Given task: Copy every line of the data below word for word, leaving out the pictures.

Records provided:

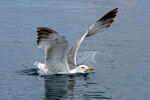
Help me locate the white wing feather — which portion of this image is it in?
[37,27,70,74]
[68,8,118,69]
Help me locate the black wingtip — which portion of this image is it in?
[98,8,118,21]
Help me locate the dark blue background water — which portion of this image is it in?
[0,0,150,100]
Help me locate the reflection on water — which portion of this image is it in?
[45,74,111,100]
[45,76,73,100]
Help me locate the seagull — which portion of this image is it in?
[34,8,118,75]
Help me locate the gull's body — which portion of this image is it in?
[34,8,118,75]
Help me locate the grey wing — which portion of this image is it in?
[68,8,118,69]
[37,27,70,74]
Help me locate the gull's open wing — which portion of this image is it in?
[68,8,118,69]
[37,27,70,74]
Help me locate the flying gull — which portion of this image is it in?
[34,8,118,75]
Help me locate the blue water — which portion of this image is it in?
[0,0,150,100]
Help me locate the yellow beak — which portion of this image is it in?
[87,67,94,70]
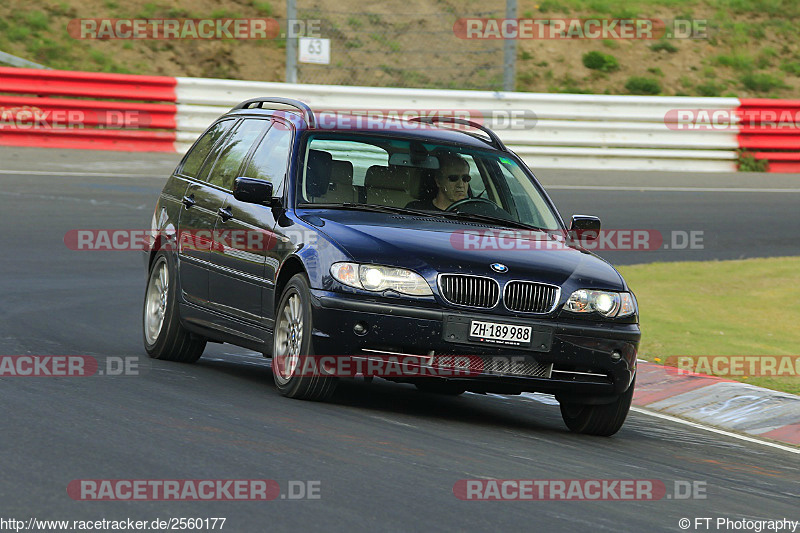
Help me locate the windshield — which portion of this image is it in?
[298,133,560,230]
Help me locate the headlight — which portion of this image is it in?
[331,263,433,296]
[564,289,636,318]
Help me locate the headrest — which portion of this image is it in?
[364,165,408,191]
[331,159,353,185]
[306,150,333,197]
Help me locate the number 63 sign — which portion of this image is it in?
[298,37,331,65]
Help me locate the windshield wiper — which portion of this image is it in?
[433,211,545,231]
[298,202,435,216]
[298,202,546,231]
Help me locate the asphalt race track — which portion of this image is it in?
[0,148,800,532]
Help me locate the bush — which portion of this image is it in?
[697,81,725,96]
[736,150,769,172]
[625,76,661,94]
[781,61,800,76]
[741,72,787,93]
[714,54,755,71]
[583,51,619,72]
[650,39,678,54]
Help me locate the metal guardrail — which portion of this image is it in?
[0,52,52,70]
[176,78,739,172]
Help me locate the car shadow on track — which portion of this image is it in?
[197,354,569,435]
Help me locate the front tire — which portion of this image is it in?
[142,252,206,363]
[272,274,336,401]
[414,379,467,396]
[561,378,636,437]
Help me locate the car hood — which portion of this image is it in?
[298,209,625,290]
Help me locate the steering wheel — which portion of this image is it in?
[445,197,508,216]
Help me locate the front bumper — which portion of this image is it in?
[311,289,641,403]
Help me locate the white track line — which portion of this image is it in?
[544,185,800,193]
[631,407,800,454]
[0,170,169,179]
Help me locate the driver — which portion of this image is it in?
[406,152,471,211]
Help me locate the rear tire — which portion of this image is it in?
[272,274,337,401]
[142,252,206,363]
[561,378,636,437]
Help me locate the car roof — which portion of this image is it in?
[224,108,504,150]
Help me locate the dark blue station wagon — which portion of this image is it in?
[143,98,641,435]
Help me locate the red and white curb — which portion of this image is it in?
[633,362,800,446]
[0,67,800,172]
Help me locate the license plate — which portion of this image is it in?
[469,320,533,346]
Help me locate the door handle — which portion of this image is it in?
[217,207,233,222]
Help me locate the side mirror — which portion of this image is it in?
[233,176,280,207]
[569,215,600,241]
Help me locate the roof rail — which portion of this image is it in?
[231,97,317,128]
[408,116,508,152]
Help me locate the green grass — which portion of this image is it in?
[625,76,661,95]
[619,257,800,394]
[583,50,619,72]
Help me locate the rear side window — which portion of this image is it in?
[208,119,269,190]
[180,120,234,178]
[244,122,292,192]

Written response:
Help me locate the white wing feather — which portion of this image is it in?
[37,27,70,74]
[68,8,118,69]
Help me locate the black wingtip — which portion of this image is it in?
[98,8,118,21]
Help me locate the dark blue background water — which portion of this image is it in?
[0,0,150,100]
Help me locate the reflection on water — which portion of this image is it in?
[45,74,111,100]
[45,76,73,100]
Help me locate the seagull — which portion of this image is it in?
[34,8,118,75]
Help me locate the gull's body — which portion of this image is it in?
[34,8,118,75]
Help me locate the grey wing — which portion of this image is it in?
[68,8,118,69]
[37,27,70,74]
Help me locate the gull's open wing — which portion of this image is it in?
[68,8,118,69]
[37,27,70,74]
Help me locate the flying gull — which portion of this image is it in?
[34,8,118,75]
Help me locate the blue water — which portion of this image is it in?
[0,0,150,100]
Help me locate the yellow beak — which portion of this image is it in?
[87,67,94,70]
Help me locate the windshield — which portion of this image is it in?
[298,133,560,230]
Help me locate the headlight — which portion of this image is it in?
[331,263,433,296]
[564,289,636,318]
Help me locate the headrest — which portion of this image is it in?
[364,165,408,191]
[331,159,353,185]
[306,150,333,197]
Help me locate the number 63 sign — which portion of this image is it in?
[298,37,331,65]
Help me locate the windshield wiper — which portion of this image is it in?
[433,211,545,231]
[298,202,435,216]
[298,202,546,231]
Help me locate the asphalt race track — which portion of this image is it in?
[0,148,800,532]
Help me locate the bush — which portion of this image is it in?
[697,81,725,96]
[736,150,769,172]
[625,76,661,94]
[781,61,800,76]
[741,72,787,93]
[714,54,755,71]
[583,51,619,72]
[650,39,678,54]
Help me locate the metal guardrail — which portion of this image is it in?
[0,52,52,70]
[176,78,739,172]
Help me locate the car shadow on track — which portion of this image is it in?
[197,354,569,435]
Help me locate the front tire — which portion of this image is it in?
[142,252,206,363]
[272,274,336,401]
[414,379,467,396]
[561,378,636,437]
Help me locate the car hood — which portion of this image is it in?
[298,209,625,290]
Help me locate the steering wheel — which portion of this image is it in?
[445,197,508,216]
Help me locate the front bumper — which portion of this image is it in?
[311,289,641,403]
Help me locate the white track line — which portion of this image is it in?
[544,185,800,193]
[631,407,800,454]
[0,170,169,179]
Help me locate the driver — which portion of this image is it in?
[406,152,471,211]
Help me locate the rear tire — which portion of this image is it in?
[272,274,337,401]
[142,252,206,363]
[561,378,636,437]
Help me locate the car roof — which portion of this image is it in?
[224,108,504,150]
Help me locate the dark blue station wagon — which portion of this image is it in?
[143,98,641,435]
Help me locate the red and white curb — which portion of this image is it in?
[633,362,800,446]
[0,67,800,172]
Help me locate the license plate — which portion of this image is it in?
[469,320,533,346]
Help me locate the door handle — which portion of this image is it in?
[217,207,233,222]
Help me locate the side mirror — which portion of this image is it in?
[233,176,280,207]
[569,215,600,241]
Help me locate the roof rail — which portion of this image is it in?
[231,97,317,128]
[408,116,508,152]
Help me locate the green grass — which portion of this image is it in?
[625,76,661,95]
[619,257,800,394]
[583,50,619,72]
Help me locate the rear side window — which portion of this image is it in?
[208,119,269,190]
[180,120,234,178]
[244,122,292,192]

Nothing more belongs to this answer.